#### [Page]
• • •

That right of possession against all intruders this court in the case of Rooney v. Barnette, supra, expressly held is a right that the possessor can convey to another, as did the Supreme Court of California in Miller v. Chrisman, supra, and as have many other courts. The rights thus possessed by the locator to maintain his possession against intruders while in good faith seeking to discover minerals within the boundaries of his claim, and to convey such possession before discovery, are, as said in Miller v. Chrisman, rights of value. After discovery they manifestly become binding upon the government, and protected by the Constitution. While it is possible that at times oil may be found issuing from the surface of the ground (in which case discovery, of course, may be made without difficulty or expense), it is matter of .common knowledge that almost always drilling is essential to such discovery, and in many sections-particularly in the region where the lands in question are situate-drilling to great depth, involving heavy

costs.

The records show that the lands here involved are situate in an arid region, where water at the times in question was obtained with great difficulty and at heavy cost, and that drilling without some water was impossible; that in such circumstances the appellant McLeod, on the 25th day of June, 1909, leased upon a royalty basis to a corporation called Mays Oil Company, afterwards known as Mays Consolidated Oil Company, the south half of the northwest quarter, the north half of the southwest quarter, the northeast quarter, and the southeast quarter of the said section 28, under which lease the lessee entered into the immediate and exclusive possession of those tracts of land. The lease (subsequently acquired by the appellant Consolidated Mutual Oil Company) provided for the drilling of wells upon each of the quarter sections embraced by the lease, in the effort to discover and take oil therefrom, for continuous and diligent work by the lessee to that end, and for the working of all of the said claims as a unit. And it was shown in each case, upon the application for the appointment of a receiver, that during the brief period that intervened between the execution of the lease and the making by President Taft of the proclamation of September 27, 1909, entitled "Temporary Petroleum Withdrawal No. 3," the lessee built a two-inch pipe line more than three miles in length to connect with the main of a water company called Stratton Water Company, constructed a standard derrick on each of the claims, built on the northeast quarter of the section a water tank with pipe line connections, a bunkhouse and a cookhouse, containing a dining room. sufficient for the seating of 40 men, a kitchen, and bedroom; on the northwest quarter of the section it built another bunkhouse 20x30 feet in size; and on the southeast quarter it built a stabling yard for its

freight teams and for a buggy and horses-in addition to which it built a boiler house and erected machinery for operating one full string of tools for drilling at the derrick on the southwest quarter of the section.

• • •

#### [Written problem]
Reproduce word for word the passage of the court opinion between "freight teams and" and "of the section.", inclusive.

[Stored records]
• • •

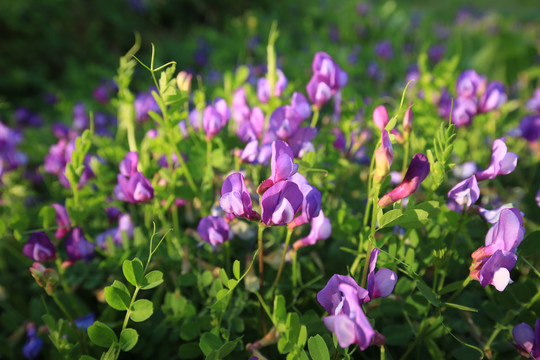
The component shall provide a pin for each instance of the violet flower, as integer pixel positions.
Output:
(77, 247)
(214, 230)
(416, 173)
(39, 247)
(464, 194)
(502, 161)
(280, 203)
(493, 97)
(235, 198)
(342, 299)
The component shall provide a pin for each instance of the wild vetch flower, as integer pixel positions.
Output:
(502, 161)
(136, 189)
(380, 117)
(77, 247)
(128, 166)
(214, 230)
(280, 203)
(282, 165)
(530, 127)
(383, 157)
(527, 341)
(493, 97)
(492, 263)
(468, 84)
(62, 220)
(341, 298)
(464, 194)
(33, 344)
(380, 283)
(215, 117)
(235, 198)
(39, 247)
(321, 229)
(416, 173)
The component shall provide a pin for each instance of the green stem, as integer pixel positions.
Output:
(283, 255)
(71, 321)
(315, 117)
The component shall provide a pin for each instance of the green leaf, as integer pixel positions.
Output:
(133, 271)
(236, 269)
(152, 279)
(141, 310)
(128, 339)
(317, 348)
(101, 335)
(117, 296)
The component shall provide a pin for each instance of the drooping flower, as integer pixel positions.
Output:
(464, 194)
(214, 230)
(527, 341)
(39, 247)
(342, 299)
(280, 203)
(502, 161)
(235, 198)
(416, 173)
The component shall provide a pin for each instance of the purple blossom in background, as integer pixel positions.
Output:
(342, 299)
(384, 50)
(530, 127)
(235, 198)
(416, 173)
(321, 229)
(493, 97)
(39, 247)
(380, 283)
(25, 118)
(62, 220)
(464, 194)
(214, 230)
(33, 344)
(280, 203)
(144, 103)
(502, 161)
(527, 341)
(77, 247)
(492, 263)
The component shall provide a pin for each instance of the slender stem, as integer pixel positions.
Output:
(315, 117)
(261, 272)
(283, 255)
(72, 322)
(372, 233)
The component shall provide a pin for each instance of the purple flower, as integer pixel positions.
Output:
(62, 220)
(280, 203)
(527, 341)
(136, 189)
(39, 247)
(321, 229)
(128, 166)
(380, 117)
(502, 161)
(492, 263)
(144, 103)
(77, 247)
(342, 299)
(464, 194)
(214, 230)
(530, 127)
(493, 97)
(468, 84)
(380, 283)
(235, 198)
(416, 173)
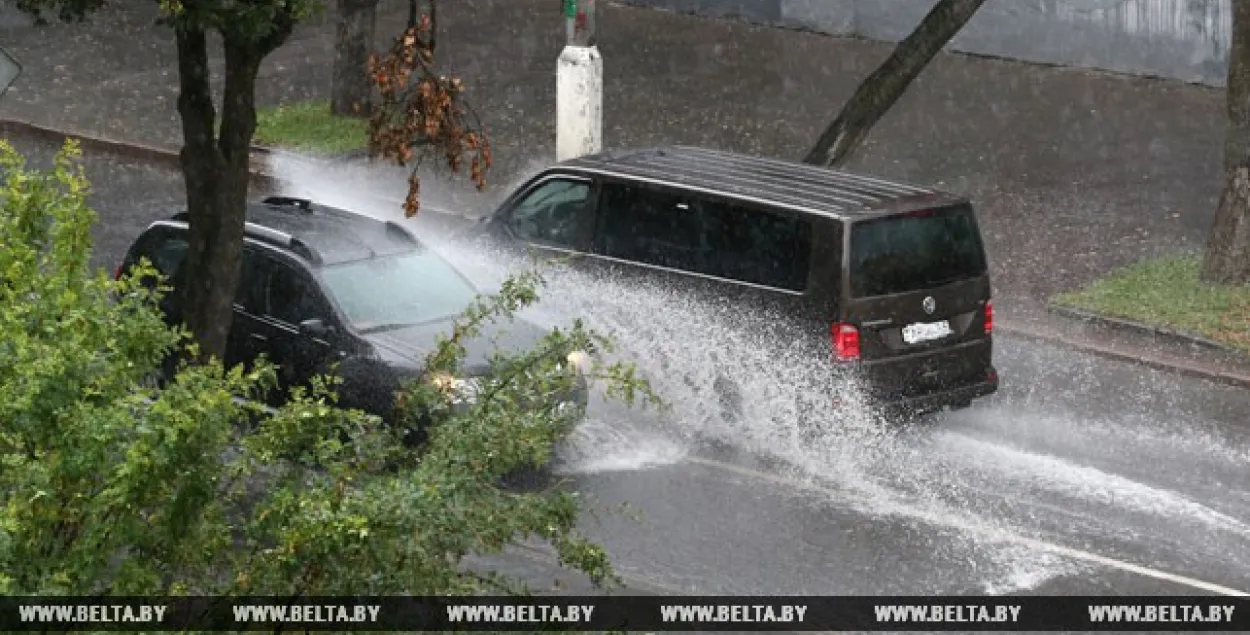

• • •

#### [Result]
freight teams and for a buggy and horses-in addition to which it built a boiler house and erected machinery for operating one full string of tools for drilling at the derrick on the southwest quarter of the section.